| DOCUMENT TEXT |
=== Begin Enclosure ===

That’s when Hussam started looking at ways to build a filter to help provide safe drinking water for his family and neighbors. The challenges required looking at issues such as economy, environment and efficiency. Because Bangladesh is a developing country, the filter had to be inexpensive. Hussam also had to ensure that the materials used were safe for the environment and easy to obtain and reproduce.

After years of research and testing, Hussam and his brothers developed the SONO filter. Simple, inexpensive and made with easily available materials, the filter involves a top bucket, which is filled with locally available coarse river sand and a composite iron matrix (CIM). The sand filters coarse particles and imparts mechanical stability, while the CIM removes inorganic arsenic. The water then flows into a second bucket where it again filters through coarse river sand, then wood charcoal to remove organics, and finally through fine river sand and wet brick chips to remove fine particles and stabilize water flow.

A Distinguished Recognition
When Hussam learned the National Academy of Engineering (NAE) was offering a $1 million Grainger Challenge Award for water filtration systems that removed arsenic from drinking water, he knew his work was perfect for the contest.

=== End Enclosure ===

| WHAT THE EXERCISE ASKS |
In the passage about the SONO filter, what does the wood charcoal in the second bucket remove? The records that come next are separate material, unrelated to the passage about the SONO filter.

| EXTRACTED DATA |
=== Begin Enclosure ===

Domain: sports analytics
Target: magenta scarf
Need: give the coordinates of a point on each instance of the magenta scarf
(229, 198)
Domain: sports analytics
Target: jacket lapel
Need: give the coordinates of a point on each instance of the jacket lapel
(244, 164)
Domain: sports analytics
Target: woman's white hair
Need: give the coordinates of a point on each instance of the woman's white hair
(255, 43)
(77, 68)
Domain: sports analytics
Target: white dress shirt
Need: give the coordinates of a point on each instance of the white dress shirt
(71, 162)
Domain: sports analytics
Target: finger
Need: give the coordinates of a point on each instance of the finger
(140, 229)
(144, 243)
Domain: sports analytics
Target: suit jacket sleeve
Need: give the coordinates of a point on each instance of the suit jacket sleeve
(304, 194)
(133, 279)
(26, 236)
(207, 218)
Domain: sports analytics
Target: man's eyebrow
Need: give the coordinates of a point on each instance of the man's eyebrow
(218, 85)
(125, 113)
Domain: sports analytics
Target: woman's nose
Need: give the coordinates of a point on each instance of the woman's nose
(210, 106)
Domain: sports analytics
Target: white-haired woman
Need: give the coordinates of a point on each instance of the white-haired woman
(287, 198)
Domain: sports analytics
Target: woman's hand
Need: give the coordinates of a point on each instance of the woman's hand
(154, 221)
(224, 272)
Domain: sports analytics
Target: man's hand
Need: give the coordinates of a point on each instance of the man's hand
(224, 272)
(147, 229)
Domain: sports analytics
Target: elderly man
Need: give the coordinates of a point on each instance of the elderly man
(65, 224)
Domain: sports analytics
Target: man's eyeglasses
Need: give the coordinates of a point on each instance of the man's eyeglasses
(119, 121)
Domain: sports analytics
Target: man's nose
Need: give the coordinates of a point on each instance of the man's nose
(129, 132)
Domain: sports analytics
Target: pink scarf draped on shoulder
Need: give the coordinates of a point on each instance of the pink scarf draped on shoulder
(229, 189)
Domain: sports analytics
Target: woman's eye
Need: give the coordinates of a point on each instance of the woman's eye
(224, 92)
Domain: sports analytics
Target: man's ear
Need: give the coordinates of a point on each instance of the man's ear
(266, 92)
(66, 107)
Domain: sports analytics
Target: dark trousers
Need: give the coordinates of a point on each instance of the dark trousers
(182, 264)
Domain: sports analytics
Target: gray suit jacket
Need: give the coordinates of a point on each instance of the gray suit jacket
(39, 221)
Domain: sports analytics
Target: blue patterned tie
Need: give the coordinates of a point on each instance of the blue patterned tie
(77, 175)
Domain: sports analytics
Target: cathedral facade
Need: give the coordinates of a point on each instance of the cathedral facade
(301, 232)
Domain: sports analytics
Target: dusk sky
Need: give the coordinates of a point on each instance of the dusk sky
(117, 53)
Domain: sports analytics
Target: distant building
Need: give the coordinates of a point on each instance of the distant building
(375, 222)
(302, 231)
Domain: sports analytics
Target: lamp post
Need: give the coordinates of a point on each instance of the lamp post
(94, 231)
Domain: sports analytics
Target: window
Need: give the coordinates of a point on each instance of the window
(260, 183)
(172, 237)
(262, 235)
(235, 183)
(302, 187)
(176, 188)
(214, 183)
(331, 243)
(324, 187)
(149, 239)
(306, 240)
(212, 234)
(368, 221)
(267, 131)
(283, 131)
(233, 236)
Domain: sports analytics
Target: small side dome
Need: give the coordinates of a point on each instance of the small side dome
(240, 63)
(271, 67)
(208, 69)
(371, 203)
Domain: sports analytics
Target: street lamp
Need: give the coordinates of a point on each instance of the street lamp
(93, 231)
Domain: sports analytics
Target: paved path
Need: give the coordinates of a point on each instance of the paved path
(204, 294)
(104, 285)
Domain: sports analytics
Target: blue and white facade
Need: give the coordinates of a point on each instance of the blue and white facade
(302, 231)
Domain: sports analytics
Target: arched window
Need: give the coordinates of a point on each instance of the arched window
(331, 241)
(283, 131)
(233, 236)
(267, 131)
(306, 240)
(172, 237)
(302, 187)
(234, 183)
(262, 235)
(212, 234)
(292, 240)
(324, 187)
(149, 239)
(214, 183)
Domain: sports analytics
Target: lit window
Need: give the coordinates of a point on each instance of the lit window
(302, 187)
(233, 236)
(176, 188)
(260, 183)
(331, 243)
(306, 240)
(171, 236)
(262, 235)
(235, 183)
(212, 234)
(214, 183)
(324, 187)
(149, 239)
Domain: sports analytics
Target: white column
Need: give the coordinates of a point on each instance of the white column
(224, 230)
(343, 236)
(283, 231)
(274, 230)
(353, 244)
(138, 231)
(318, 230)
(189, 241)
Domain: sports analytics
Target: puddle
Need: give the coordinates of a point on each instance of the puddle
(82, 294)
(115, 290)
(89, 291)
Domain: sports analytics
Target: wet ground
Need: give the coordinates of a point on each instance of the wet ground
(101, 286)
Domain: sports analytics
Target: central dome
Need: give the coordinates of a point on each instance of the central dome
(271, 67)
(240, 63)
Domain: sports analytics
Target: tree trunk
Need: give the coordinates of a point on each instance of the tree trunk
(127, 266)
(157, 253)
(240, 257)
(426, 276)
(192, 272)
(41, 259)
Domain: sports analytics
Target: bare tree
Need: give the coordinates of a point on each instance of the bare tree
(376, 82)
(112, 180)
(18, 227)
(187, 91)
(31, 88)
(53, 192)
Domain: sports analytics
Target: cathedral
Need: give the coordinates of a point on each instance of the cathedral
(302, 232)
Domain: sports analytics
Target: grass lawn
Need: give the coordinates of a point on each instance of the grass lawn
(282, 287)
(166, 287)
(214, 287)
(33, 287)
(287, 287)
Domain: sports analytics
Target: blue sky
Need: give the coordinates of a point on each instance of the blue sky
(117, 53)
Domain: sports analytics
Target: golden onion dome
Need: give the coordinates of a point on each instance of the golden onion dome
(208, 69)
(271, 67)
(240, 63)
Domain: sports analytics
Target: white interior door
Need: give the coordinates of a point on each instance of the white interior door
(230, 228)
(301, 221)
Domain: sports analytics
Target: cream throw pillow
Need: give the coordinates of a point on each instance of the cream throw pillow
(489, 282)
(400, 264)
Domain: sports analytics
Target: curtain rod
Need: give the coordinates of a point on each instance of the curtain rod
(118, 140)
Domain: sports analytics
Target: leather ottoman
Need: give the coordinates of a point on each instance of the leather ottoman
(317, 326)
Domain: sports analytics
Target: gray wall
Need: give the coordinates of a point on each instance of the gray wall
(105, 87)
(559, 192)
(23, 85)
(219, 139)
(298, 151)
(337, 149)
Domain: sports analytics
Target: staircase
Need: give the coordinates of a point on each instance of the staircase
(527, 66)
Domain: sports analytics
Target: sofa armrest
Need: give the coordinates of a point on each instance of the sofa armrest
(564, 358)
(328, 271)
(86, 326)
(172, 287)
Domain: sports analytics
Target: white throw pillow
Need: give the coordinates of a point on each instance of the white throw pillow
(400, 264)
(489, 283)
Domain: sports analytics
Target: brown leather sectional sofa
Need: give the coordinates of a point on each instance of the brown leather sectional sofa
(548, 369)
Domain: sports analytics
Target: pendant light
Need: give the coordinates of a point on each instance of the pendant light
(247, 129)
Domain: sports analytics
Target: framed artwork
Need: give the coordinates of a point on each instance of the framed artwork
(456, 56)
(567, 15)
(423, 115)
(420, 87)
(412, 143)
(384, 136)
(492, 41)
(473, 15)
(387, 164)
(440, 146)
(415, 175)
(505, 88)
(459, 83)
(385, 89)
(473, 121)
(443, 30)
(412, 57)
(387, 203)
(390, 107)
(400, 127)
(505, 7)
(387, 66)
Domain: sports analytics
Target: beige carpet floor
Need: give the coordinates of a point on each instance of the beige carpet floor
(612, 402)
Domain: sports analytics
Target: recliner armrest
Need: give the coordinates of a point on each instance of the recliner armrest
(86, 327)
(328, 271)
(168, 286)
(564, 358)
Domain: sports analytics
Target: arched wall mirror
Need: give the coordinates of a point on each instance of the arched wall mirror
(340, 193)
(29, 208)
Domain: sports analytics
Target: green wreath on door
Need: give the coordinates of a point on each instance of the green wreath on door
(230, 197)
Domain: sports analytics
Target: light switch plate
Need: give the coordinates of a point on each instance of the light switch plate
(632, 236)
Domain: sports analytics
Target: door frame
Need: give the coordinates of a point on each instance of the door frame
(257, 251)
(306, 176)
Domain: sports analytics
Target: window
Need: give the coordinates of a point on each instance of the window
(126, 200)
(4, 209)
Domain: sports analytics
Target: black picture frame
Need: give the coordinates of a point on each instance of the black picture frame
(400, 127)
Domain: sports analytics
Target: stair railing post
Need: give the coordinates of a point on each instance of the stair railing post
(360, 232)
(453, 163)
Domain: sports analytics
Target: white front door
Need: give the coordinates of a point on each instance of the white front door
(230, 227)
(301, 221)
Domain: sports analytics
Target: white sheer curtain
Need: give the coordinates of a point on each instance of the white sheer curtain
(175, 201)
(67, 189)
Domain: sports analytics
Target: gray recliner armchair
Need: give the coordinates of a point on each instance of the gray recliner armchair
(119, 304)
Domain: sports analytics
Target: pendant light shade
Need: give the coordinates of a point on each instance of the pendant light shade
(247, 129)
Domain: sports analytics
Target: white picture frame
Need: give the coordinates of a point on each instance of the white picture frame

=== End Enclosure ===

| EXERCISE ANSWER |
Organics.